● Task requirements: Count the lines in the rows below that contain the string "wooden". Reply with the number alone.

● Extracted data:
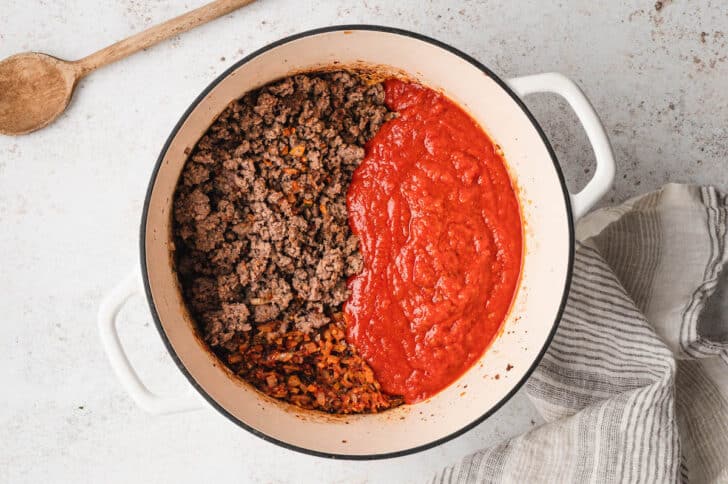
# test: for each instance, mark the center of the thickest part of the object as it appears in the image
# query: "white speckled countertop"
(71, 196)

...

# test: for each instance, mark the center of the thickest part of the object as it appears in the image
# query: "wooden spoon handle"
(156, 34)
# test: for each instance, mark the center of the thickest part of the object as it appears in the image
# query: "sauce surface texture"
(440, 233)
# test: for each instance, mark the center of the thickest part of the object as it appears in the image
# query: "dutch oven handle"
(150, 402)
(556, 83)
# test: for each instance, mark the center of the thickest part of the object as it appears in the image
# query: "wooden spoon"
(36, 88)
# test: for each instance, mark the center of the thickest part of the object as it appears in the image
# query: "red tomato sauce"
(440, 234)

==

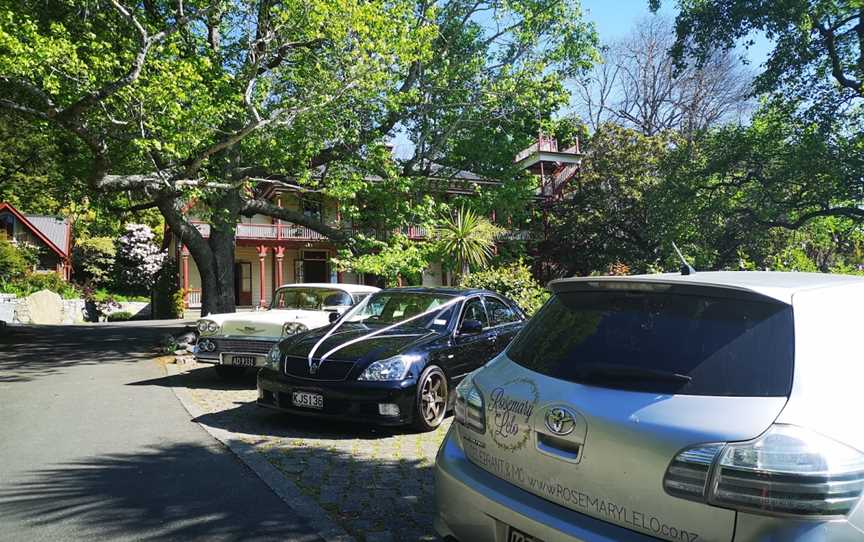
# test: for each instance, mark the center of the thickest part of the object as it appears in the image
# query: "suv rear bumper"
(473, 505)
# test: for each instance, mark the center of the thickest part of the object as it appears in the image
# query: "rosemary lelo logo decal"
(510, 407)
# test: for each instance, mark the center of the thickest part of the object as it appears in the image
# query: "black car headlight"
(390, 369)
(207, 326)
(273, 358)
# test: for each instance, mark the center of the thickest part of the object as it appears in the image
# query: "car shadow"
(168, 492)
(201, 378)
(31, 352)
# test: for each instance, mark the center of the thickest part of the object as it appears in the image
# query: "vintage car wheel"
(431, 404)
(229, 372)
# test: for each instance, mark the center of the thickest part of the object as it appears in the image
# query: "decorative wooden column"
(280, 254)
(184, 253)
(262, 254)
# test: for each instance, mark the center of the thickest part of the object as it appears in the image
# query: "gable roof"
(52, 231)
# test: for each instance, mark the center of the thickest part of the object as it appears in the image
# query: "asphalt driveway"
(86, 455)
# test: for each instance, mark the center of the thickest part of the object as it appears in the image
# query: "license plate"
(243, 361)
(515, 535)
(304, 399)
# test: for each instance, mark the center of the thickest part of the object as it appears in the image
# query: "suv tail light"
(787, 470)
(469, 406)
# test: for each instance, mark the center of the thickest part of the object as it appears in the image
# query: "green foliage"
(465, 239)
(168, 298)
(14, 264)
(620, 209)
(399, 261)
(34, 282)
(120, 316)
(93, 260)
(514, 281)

● Response to the task: 3